**TASK PROMPT**
Which lines in the records below contain the word "dark"? Pull out each of them in full.
+++++
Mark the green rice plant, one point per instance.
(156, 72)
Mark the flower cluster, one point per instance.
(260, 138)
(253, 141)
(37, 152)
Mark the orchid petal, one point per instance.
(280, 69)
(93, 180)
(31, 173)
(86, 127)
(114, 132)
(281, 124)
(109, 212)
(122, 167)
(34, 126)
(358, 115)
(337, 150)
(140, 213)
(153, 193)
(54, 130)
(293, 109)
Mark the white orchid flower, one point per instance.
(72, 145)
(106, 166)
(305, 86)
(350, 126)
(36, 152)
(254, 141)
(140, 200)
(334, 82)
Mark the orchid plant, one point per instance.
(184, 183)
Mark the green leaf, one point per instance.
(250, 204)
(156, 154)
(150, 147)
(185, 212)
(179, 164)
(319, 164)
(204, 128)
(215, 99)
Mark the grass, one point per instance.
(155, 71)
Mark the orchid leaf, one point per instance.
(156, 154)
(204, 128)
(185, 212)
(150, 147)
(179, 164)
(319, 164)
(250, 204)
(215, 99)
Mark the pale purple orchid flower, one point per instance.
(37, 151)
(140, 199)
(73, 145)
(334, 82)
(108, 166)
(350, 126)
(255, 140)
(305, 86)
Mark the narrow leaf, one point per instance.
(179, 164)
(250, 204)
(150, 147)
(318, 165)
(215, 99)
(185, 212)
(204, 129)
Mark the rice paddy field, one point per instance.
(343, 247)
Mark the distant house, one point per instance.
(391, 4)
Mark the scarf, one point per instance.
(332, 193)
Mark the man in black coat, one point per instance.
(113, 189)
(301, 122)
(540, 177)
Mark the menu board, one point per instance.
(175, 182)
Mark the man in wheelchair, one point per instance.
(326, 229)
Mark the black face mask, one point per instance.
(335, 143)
+++++
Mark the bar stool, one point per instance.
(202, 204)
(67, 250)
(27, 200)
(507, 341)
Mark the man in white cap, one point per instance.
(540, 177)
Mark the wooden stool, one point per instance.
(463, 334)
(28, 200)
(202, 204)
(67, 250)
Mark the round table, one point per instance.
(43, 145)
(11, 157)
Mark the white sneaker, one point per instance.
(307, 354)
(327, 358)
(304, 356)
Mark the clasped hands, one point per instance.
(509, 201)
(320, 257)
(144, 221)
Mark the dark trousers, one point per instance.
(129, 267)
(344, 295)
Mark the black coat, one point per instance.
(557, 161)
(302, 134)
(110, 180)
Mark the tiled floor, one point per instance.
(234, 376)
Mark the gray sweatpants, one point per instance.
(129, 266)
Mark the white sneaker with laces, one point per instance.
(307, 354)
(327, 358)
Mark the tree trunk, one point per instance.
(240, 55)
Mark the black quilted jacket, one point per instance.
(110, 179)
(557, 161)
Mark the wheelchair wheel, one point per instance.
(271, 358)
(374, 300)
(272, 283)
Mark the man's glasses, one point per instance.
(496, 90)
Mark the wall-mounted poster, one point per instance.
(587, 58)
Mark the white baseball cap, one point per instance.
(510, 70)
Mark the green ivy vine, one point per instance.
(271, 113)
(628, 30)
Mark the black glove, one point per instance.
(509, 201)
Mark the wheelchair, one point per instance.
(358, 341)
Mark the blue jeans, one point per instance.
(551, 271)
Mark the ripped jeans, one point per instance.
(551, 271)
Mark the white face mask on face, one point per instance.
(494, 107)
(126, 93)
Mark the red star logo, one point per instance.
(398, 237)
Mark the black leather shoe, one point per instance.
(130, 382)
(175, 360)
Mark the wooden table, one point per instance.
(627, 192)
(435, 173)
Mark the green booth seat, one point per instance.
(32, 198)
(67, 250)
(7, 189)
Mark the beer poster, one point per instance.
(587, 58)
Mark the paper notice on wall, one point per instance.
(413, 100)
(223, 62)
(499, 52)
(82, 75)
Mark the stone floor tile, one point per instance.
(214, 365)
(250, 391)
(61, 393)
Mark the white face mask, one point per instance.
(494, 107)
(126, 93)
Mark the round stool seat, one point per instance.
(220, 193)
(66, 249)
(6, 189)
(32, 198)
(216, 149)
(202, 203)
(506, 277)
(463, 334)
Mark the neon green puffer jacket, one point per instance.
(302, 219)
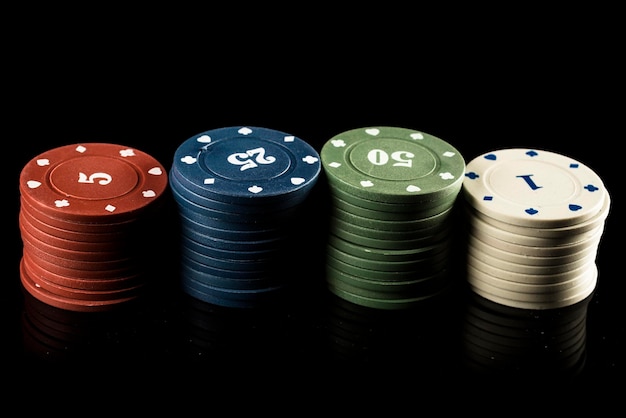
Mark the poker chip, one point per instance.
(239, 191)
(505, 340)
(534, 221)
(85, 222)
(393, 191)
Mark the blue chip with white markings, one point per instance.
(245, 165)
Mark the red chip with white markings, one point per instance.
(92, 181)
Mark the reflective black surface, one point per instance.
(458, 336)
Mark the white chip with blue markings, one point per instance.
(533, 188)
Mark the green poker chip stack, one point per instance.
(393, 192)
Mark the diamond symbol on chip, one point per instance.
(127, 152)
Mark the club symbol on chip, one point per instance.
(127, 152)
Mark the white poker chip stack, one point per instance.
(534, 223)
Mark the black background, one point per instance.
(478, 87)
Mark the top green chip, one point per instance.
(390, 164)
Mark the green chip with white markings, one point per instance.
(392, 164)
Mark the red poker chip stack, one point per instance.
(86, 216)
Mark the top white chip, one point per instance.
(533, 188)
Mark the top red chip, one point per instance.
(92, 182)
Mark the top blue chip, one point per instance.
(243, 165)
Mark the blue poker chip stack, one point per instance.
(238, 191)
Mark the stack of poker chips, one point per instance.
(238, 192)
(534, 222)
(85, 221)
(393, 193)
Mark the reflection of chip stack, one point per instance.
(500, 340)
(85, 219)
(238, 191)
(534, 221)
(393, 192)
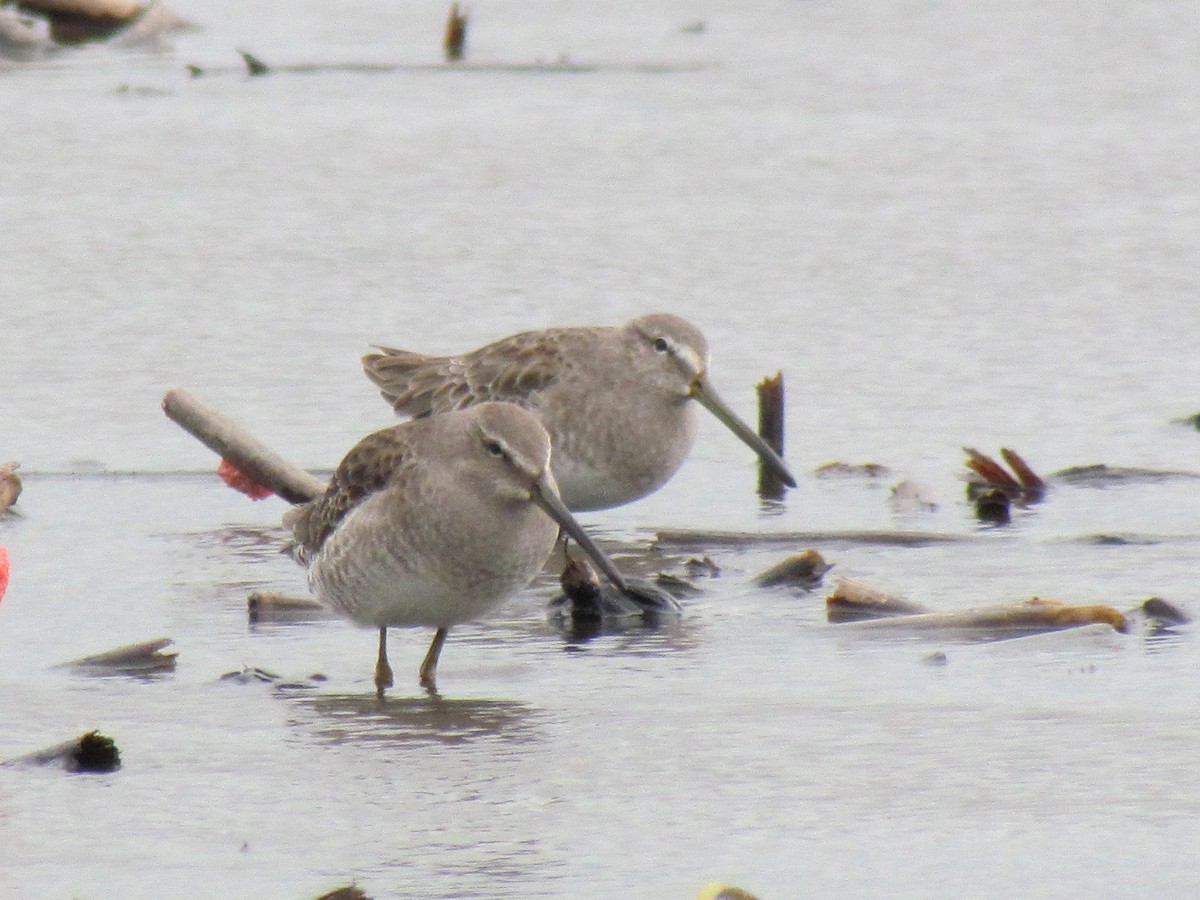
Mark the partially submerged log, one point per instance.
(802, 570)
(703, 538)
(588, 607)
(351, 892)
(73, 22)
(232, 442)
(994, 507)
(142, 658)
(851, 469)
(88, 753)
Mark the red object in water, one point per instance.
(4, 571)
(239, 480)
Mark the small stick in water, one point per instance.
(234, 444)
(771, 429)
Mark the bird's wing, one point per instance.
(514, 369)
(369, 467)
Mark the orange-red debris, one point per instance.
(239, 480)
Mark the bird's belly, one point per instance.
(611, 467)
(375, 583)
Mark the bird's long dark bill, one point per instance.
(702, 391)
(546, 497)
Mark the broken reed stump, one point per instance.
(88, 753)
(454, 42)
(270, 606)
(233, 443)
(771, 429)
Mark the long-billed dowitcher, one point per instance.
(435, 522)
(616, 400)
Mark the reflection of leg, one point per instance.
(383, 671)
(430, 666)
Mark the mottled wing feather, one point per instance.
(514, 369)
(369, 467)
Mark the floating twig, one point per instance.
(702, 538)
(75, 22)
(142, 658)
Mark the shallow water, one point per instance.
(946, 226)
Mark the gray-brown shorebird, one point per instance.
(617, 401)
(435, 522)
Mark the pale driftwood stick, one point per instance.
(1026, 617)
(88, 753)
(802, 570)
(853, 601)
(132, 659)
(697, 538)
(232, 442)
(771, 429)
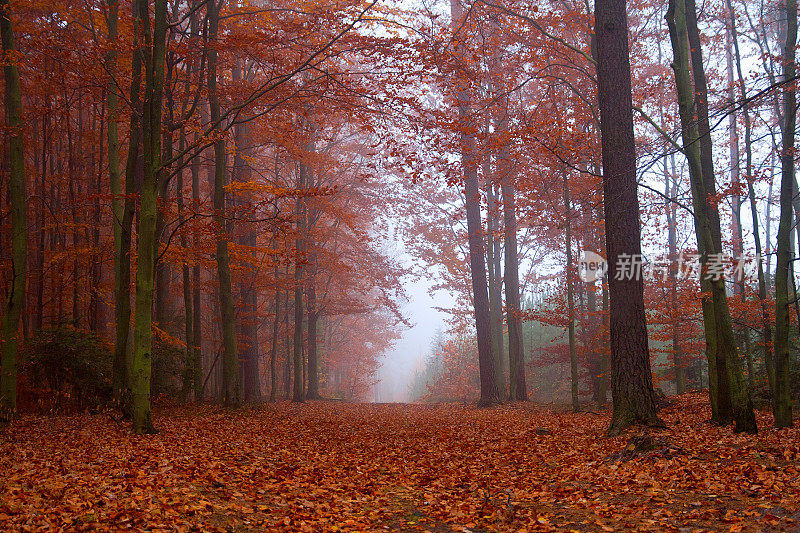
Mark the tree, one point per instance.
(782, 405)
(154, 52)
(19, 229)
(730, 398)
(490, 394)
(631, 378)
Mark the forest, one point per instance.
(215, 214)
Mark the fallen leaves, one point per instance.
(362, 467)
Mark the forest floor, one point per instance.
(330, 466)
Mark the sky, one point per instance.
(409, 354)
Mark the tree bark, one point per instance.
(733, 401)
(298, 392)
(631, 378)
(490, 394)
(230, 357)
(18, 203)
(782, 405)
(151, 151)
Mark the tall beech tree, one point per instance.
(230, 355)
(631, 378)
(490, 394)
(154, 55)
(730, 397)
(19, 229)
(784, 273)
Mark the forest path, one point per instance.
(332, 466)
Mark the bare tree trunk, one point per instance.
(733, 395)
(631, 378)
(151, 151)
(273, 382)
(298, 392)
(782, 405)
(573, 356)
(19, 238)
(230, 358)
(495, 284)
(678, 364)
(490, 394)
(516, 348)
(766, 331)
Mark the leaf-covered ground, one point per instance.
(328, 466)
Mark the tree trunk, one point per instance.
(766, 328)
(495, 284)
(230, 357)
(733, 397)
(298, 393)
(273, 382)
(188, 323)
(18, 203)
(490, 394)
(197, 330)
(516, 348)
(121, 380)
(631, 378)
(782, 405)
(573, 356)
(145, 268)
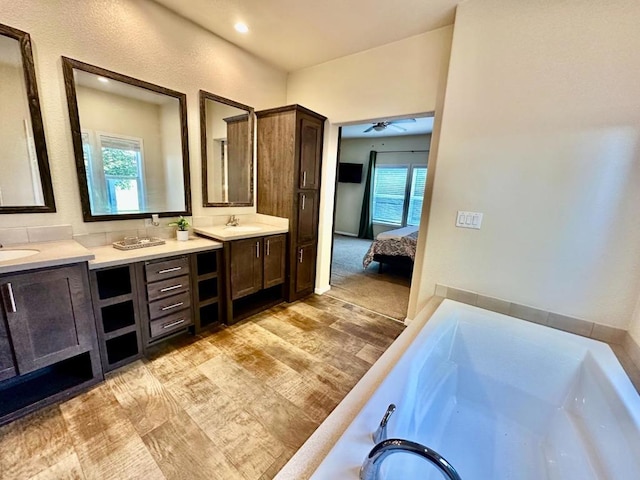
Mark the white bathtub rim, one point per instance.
+++++
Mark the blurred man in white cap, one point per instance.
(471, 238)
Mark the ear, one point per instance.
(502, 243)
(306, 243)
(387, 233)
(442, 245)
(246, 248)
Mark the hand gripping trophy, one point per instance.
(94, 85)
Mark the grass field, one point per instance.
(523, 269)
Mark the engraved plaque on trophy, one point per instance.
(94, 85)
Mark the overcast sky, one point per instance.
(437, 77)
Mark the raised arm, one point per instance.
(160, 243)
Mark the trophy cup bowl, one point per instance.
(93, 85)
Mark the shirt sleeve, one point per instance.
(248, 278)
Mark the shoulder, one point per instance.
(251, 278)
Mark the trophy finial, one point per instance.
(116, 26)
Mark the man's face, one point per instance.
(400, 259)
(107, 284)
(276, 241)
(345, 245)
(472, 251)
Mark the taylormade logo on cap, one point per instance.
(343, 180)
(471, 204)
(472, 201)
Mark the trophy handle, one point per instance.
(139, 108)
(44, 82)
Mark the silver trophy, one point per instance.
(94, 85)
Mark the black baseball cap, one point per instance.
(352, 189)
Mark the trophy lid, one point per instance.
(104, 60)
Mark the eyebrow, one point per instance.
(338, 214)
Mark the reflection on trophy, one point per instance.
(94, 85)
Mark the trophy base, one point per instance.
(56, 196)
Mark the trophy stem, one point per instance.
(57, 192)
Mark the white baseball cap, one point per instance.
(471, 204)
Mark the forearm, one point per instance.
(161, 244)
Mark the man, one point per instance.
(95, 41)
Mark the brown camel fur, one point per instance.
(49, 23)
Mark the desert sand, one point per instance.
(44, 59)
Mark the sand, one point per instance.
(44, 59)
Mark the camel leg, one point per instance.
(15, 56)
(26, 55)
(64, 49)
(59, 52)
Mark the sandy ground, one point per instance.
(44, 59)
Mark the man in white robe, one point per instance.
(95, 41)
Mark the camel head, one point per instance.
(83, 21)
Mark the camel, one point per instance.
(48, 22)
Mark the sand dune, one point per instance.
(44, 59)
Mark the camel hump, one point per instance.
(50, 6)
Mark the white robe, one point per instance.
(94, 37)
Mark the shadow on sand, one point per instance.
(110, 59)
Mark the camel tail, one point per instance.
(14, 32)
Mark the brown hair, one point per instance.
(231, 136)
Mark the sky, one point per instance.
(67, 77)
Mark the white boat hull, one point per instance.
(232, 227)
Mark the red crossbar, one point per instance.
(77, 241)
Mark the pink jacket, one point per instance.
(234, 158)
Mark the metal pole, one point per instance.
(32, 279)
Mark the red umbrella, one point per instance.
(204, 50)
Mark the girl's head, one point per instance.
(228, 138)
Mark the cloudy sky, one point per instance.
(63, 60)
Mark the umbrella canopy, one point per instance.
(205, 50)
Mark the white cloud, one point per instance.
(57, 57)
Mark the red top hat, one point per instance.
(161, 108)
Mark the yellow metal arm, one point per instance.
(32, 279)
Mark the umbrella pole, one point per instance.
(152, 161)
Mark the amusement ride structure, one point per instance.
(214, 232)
+++++
**COMPLETE RESPONSE**
Mark the dark trousers, one point per instance.
Mark the bird's long dark bill, one point per instance.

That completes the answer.